- Complete o seguinte:
**a.** Segundo o texto sobre a nova versão de "Perdidos no Espaço", entre quais anos a série original ficou no ar?
**b.** Prossiga com o texto sobre a nova versão de "Perdidos no Espaço" a partir da última frase apresentada.

- Trecho do texto:

Nova versão de "Perdidos no Espaço" acerta com atualização do enredo e aventura descarada

O principal erro de uma adaptação ou relançamento de uma história é tentar transportar o enredo da obra original exatamente como era, sem qualquer atualização ou revisão temporal necessária. Esse detalhe do roteiro, apesar de não garantir o sucesso de uma empreitada como tipo, pode ser uma parte importante do caminho para criar um produto mais coerente com a época e o público. O reboot de "Perdidos no Espaço", sucesso dos anos 60 que volta reformulada ao Netflix, cumpre bem com essa modernização da história e ainda entrega um bom divertimento ao espectador.
Tomando como base de sustentação a série original, criada por Irwin Allen e que ficou no ar entre os anos de 1965 e 1968, "Perdidos no Espaço" resgata a aventura da família Robinson fora do planeta Terra. À bordo da Resolute, a engenheira Maureen (Molly Parker), o militar John (Toby Stephens), e os filhos, Will (Maxwell Jenkings), Judy (Taylor Russell) e Penny (Mina Sundwall) partem para uma nova vida depois que as condições da Terra passam a ameaçar a população. Só que algo dá errado e a nave é tirada da rota original, fazendo com que a família vá parar em um planeta desconhecido.
Explorando o novo território, a família precisa lidar com o clima variado e as ameaças escondidas em cenários inusitados e deslumbrantes. Enquanto pensam em uma forma de deixar aquele lugar, Will descobre a presença de um robô, que, mesmo parecendo uma ameaça, cria um laço com o garoto e passa a obedecê-lo.
Além das constantes desafios e reviravoltas sobre as condições do planeta, os Robinsons descobrem que não estão tão sozinhos assim. Uma das primeiras pessoas a ter contato com a família é a Dra. Smith (Parker Posey), que se apresenta como uma terapeuta, mas, na verdade, esconde os reais motivos e artifícios usados para tentar recomeçar a vida fora da Terra.

- Dados:
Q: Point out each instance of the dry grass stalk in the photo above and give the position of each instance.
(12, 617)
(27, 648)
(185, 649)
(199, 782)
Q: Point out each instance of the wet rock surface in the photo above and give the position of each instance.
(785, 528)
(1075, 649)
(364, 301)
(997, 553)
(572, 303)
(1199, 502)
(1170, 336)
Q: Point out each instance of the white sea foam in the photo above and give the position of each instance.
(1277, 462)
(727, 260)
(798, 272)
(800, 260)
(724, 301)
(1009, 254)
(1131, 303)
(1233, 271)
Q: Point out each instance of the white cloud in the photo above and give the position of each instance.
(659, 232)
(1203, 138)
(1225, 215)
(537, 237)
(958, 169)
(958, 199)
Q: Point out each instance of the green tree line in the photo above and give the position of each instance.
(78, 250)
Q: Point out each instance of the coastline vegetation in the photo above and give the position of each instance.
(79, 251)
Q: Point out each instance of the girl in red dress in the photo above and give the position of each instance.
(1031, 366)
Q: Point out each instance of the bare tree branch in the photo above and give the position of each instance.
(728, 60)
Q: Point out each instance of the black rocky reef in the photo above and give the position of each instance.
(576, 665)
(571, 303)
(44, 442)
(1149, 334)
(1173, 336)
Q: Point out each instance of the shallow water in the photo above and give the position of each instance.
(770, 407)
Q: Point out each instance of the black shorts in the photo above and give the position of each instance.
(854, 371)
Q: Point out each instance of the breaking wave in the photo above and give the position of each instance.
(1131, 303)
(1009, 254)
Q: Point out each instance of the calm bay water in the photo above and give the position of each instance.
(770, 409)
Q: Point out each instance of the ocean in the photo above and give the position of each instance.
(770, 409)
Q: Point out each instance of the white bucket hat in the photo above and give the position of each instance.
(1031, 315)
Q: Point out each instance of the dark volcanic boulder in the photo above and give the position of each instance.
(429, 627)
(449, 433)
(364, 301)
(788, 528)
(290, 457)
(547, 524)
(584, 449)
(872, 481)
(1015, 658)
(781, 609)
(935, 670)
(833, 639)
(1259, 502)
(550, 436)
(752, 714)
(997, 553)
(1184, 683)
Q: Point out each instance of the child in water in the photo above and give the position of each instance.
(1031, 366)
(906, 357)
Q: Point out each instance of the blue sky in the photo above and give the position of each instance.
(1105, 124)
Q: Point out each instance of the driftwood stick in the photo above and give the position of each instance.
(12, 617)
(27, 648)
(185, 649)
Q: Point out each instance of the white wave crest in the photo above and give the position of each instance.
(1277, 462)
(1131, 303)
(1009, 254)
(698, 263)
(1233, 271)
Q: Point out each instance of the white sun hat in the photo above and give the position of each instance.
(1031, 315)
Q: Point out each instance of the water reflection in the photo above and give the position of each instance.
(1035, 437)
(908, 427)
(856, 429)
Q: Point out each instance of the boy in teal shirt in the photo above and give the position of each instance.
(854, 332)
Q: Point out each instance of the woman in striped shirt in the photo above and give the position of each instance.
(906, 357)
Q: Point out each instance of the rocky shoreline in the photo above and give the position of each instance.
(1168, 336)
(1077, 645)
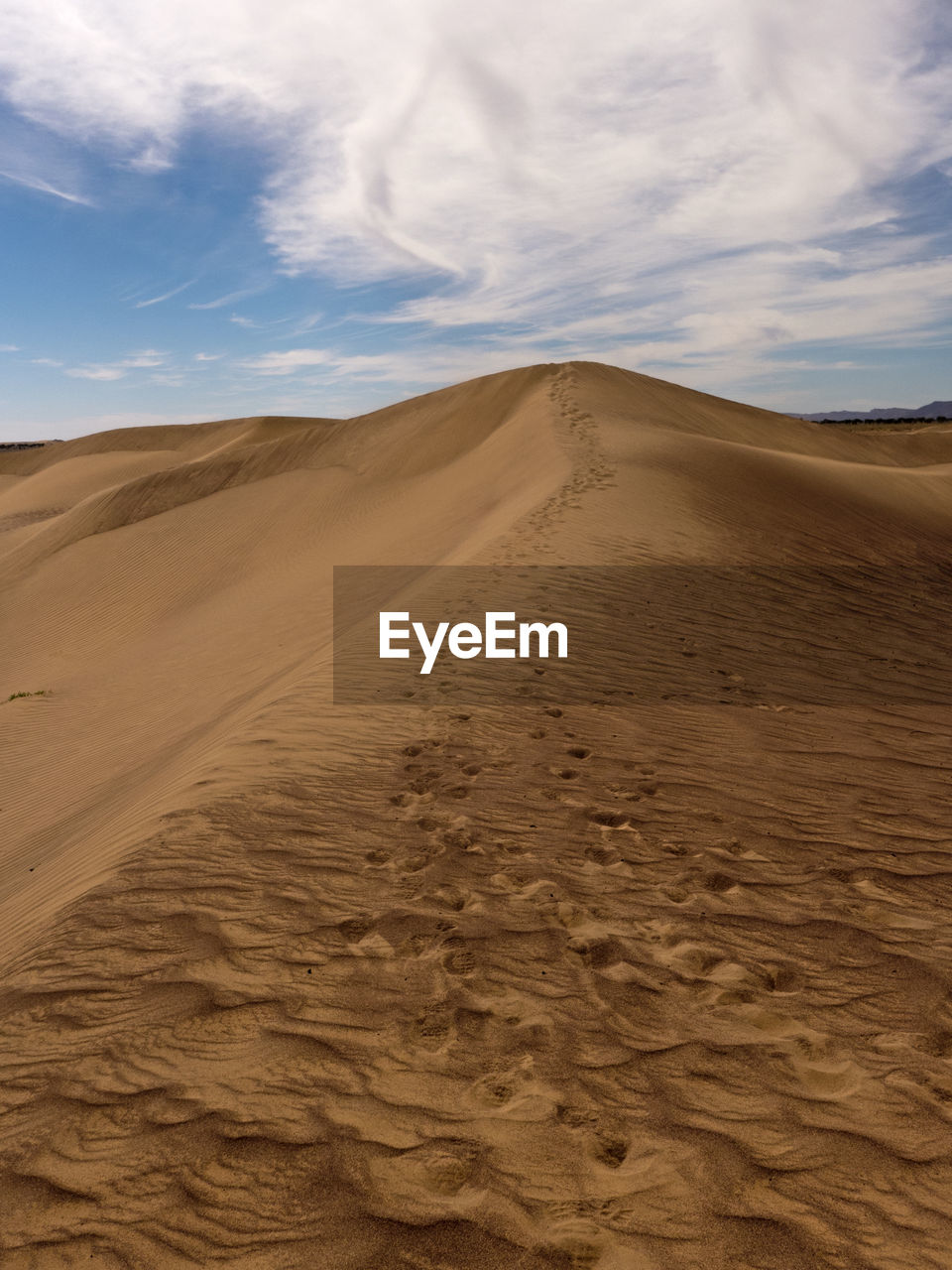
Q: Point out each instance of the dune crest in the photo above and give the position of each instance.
(290, 983)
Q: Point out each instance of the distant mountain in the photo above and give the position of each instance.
(933, 411)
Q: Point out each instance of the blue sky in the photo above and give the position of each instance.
(225, 207)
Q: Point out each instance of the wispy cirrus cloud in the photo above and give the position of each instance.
(230, 299)
(287, 362)
(105, 371)
(45, 187)
(671, 186)
(166, 295)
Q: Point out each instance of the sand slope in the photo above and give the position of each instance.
(290, 984)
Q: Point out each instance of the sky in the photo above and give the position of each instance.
(213, 208)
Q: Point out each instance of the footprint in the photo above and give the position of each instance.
(611, 1150)
(607, 820)
(354, 929)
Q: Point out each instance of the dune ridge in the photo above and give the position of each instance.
(290, 983)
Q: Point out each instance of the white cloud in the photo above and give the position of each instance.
(611, 176)
(105, 371)
(96, 372)
(227, 300)
(45, 187)
(166, 295)
(287, 362)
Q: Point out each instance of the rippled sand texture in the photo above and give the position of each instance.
(451, 988)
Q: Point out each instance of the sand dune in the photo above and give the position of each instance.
(290, 983)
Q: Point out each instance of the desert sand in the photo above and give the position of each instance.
(296, 984)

- Resultados das tarefas:
**a.** Entre 1965 e 1968.

**b.**
Os poucos terráqueos perdidos logo se transformam em uma comunidade, quando descobrem que outros companheiros de viagens também conseguiram pousar com suas naves naquele planeta inóspito. A partir daí, os esforços e os conflitos aumentam para tentar deixar aquele lugar e voltarem para a rota original rumo à nova vida.
Mesmo preservando a premissa original, "Perdidos no Espaço" mostra que foi resgatada com a proposta de ampliar as tramas e criar uma narrativa descaradamente focada na aventura e no entretenimento. Isso é possível por conta da escolha inteligente dos roteiristas, que souberam deixar de lado o tom mais infantil da obra original e assumir características mais complexas. A melhor elaboração dos conflitos entre os personagens permitiu, por exemplo, a construção de tipos mais profundos, cujos traumas, dilemas e ambições são capazes de conduzir arcos narrativos mais bem definidos.
Outro aspecto importante do roteiro é o fato de mesmo simples e, em certa medida, previsível, a contextualização dos fatos é apresentada de forma eficiente e sem ceder ao caminho fácil de subestimar o espectador. Logo no primeiro episódio, por exemplo, o espectador é imediatamente transportado para enredo central e, depois, através de flashbacks, vai descobrindo o contexto aos poucos, o que alimenta a curiosidade.
Também foi acertada a escolha de explorar debates pertinentes, mesmo que restritos ao pano de fundo da produção. Assim, são colocadas ao espectador questões relacionadas à composição das estruturas familiares, o rumo que o planeta Terra pode tomar, a utilização da tecnologia a favor das ambições e vaidades humanas, e os conflitos estabelecidos diante da vida em comunidade. Tudo isso, no entanto, é feito sem perder o foco de que o propósito dos episódios é divertir o público com uma boa aventura.
Para a consolidação desse tom de aventura, o visual de "Perdidos no Espaço" faz toda a diferença. Efeitos digitais são inseridos na mesma importância dos recursos práticos, que criam uma harmonização entre o lúdico e a realidade.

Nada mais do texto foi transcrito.